(Entradas de dados coletadas)
..............................
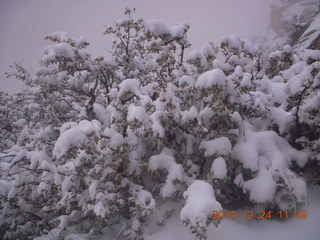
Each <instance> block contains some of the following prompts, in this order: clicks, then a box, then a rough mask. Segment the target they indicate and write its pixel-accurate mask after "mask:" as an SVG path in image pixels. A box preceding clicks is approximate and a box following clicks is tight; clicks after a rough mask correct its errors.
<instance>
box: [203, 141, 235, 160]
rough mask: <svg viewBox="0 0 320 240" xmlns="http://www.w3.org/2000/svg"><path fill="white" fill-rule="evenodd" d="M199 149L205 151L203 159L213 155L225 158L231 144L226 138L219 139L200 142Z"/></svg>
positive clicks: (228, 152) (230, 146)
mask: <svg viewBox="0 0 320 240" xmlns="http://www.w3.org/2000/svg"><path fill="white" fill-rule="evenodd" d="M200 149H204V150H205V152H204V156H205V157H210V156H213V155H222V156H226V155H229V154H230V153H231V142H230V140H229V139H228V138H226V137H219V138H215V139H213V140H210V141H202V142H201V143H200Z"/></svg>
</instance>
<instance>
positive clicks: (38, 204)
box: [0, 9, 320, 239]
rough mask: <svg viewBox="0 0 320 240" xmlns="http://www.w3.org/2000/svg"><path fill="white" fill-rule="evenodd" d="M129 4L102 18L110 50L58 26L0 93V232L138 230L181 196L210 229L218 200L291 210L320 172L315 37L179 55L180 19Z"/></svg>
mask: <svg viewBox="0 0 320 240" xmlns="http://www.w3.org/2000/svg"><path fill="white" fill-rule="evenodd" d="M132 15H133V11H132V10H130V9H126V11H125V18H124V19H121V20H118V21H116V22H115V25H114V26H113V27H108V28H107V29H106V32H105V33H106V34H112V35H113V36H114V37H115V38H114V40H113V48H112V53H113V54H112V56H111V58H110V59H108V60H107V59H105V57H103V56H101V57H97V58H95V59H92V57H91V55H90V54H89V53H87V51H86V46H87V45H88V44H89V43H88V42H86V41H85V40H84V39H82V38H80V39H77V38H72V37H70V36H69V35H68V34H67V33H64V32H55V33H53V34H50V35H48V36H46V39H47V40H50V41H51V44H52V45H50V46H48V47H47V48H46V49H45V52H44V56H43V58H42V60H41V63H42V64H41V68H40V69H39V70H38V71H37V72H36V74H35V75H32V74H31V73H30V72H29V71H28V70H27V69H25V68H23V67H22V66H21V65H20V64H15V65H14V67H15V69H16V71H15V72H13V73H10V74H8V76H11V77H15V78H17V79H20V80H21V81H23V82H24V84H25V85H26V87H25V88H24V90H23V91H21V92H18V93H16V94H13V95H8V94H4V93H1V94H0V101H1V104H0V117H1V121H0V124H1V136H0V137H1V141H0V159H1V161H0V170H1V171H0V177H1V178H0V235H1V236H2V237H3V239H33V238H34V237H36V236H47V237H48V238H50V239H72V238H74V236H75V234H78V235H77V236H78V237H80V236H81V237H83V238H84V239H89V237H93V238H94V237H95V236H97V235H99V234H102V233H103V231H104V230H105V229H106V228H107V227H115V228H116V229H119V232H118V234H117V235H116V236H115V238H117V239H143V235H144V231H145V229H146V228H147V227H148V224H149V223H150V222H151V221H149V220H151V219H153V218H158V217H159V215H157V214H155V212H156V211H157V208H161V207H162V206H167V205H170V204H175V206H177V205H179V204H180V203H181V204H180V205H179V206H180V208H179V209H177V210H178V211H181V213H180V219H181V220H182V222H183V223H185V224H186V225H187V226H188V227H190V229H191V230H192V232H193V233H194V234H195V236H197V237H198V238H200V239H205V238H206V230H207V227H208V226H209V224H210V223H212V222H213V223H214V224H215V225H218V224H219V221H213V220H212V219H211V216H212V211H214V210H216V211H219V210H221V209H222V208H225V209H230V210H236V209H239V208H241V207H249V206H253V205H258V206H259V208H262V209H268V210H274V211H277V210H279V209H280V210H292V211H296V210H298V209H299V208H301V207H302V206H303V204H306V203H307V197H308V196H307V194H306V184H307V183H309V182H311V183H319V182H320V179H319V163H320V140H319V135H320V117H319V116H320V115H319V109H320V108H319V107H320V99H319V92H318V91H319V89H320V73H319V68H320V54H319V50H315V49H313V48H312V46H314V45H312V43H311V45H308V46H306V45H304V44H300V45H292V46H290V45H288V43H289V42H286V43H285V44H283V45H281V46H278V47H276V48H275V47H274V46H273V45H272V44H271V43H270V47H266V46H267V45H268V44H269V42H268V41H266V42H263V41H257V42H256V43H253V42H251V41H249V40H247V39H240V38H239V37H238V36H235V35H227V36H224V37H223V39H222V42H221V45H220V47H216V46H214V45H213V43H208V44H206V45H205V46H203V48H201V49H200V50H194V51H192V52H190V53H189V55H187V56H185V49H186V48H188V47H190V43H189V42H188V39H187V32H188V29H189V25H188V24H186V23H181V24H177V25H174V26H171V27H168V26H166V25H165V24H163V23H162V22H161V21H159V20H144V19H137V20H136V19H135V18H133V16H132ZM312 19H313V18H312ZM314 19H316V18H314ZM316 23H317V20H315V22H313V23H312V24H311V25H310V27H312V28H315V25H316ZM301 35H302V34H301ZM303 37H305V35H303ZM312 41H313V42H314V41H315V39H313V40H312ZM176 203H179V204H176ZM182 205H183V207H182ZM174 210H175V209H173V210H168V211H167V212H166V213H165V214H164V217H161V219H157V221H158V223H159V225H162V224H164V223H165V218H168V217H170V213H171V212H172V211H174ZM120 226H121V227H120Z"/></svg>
..............................
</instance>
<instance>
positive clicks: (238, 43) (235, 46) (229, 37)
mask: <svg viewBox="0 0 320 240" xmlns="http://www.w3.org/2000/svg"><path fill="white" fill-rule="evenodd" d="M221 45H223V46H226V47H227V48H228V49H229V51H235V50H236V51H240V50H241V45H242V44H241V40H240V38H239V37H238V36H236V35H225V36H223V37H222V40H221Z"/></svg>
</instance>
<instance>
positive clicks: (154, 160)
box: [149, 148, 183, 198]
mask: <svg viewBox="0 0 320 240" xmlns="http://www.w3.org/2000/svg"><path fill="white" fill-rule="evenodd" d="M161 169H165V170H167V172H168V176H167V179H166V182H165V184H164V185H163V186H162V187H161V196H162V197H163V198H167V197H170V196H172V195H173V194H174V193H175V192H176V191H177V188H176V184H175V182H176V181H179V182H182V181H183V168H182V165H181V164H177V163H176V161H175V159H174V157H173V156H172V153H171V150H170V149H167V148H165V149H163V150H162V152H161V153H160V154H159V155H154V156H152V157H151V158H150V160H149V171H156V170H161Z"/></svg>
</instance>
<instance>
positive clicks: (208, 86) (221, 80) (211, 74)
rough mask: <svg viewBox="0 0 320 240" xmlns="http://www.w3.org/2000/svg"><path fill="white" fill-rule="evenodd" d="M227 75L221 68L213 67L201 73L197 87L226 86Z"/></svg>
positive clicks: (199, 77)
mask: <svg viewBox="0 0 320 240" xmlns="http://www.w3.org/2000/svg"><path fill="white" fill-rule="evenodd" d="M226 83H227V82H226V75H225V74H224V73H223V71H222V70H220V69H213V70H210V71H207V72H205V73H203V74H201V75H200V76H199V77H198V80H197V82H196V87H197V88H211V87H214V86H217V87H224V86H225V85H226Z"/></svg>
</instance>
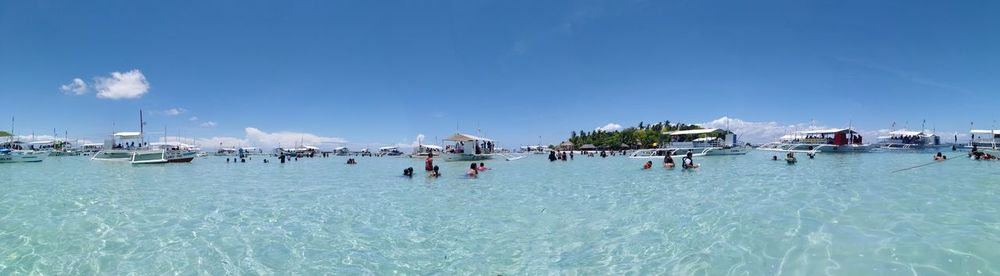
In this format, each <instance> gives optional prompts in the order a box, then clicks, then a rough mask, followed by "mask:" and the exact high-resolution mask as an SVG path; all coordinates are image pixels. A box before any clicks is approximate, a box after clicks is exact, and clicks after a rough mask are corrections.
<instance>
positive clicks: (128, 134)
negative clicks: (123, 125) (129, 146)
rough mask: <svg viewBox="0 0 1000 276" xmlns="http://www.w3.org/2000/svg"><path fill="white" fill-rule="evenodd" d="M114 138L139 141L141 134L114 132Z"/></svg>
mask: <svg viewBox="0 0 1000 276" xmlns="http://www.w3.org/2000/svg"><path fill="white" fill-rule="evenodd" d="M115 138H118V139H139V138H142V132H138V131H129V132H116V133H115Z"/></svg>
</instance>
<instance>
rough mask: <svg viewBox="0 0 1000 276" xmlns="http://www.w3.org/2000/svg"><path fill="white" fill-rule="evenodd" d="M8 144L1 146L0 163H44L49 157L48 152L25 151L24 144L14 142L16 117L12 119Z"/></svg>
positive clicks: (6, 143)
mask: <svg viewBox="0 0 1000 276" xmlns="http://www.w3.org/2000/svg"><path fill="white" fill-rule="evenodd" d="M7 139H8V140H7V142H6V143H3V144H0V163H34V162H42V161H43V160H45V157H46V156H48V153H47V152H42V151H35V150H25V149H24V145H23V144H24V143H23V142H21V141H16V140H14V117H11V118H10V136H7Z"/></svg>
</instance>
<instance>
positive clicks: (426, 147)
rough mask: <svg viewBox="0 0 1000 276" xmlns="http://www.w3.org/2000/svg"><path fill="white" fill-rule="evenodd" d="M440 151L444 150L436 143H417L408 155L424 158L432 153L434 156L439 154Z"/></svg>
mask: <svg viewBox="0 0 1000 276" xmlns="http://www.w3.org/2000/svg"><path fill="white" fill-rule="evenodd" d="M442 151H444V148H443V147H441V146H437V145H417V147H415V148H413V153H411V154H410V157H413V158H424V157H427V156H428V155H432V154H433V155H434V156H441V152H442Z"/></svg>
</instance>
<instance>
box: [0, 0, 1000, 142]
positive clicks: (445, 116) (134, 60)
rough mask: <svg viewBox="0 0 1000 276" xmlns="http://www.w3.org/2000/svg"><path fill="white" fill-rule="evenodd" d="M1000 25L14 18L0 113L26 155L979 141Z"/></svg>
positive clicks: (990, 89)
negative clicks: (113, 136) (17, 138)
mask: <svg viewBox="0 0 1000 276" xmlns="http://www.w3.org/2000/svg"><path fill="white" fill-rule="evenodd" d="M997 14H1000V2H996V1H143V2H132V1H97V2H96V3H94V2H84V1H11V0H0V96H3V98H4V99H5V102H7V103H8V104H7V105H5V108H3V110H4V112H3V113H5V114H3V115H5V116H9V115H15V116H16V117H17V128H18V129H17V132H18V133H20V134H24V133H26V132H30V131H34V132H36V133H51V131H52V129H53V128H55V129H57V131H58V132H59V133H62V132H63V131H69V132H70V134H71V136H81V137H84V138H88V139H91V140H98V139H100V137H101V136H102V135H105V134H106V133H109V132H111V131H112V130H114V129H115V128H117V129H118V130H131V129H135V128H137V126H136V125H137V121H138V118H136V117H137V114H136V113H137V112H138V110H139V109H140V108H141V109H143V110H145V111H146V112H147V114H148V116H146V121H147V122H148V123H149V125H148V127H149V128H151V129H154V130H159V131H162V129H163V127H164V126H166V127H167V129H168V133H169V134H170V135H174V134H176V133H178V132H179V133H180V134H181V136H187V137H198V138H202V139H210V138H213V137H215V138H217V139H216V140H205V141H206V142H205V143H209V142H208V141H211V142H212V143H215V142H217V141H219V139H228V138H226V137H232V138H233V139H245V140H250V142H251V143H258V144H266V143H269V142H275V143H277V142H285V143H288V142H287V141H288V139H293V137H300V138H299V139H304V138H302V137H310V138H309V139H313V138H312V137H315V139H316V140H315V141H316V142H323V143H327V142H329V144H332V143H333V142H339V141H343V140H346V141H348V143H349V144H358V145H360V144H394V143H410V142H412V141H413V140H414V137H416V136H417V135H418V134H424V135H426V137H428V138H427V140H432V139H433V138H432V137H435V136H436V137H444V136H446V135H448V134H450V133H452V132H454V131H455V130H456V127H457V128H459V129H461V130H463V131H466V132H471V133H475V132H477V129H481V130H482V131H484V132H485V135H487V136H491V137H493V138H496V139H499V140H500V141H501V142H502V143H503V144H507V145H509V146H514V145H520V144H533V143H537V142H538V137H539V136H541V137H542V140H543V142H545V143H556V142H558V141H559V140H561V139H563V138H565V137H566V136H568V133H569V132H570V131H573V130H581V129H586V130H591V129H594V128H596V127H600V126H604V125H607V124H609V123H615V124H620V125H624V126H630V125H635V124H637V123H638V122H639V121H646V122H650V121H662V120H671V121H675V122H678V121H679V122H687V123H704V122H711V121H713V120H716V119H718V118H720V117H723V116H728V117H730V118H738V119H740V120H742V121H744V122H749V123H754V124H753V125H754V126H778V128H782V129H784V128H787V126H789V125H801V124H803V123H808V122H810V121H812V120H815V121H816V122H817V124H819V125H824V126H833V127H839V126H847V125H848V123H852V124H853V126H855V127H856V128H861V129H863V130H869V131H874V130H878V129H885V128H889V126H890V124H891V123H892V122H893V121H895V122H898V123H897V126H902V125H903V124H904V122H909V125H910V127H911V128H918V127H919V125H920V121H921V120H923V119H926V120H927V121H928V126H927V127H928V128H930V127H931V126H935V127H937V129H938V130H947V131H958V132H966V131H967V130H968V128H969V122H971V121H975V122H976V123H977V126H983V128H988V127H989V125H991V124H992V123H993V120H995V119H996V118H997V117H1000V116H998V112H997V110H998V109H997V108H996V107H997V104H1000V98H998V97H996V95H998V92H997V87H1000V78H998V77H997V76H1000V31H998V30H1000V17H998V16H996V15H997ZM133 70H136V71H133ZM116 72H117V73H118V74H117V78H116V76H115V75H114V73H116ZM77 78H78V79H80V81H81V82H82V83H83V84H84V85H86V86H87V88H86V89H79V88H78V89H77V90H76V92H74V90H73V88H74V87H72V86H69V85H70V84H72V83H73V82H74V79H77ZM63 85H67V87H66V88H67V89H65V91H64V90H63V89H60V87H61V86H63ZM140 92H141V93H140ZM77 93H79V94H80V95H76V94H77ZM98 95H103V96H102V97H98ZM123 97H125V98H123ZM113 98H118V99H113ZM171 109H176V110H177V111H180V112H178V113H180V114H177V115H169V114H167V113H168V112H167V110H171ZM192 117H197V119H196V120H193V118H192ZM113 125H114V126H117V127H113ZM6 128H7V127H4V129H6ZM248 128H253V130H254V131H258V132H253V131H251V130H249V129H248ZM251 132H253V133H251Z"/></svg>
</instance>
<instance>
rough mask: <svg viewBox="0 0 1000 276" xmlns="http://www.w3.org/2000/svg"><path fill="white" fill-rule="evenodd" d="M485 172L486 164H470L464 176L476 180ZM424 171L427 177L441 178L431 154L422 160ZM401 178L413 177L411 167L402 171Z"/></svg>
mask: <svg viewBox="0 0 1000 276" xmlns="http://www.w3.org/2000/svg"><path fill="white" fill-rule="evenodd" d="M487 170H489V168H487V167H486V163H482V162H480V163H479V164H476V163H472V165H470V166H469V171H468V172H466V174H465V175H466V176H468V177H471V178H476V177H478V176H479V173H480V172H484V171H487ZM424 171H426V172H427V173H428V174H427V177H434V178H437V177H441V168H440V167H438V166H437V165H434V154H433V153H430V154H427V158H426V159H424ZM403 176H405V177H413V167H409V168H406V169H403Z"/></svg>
..............................
Transcreva sem nenhuma alteração as linhas dos dados que vão da linha com "Each <instance> block" até a linha com "positive clicks: (228, 152) (230, 146)", incluindo ambas.

Each <instance> block contains some of the following prompts, in this order: clicks, then a box, then a rough mask. Segment the target they indicate and write its pixel-accurate mask after "mask:" as an SVG path in image pixels. A box preceding clicks is approximate and a box following clicks is tight; clicks after a rough mask correct its errors.
<instance>
box: [203, 141, 235, 160]
rough mask: <svg viewBox="0 0 320 240" xmlns="http://www.w3.org/2000/svg"><path fill="white" fill-rule="evenodd" d="M199 149L205 151L203 159L213 155L225 158L231 144L226 138L219 139L200 142Z"/></svg>
positive clicks: (228, 152) (230, 146)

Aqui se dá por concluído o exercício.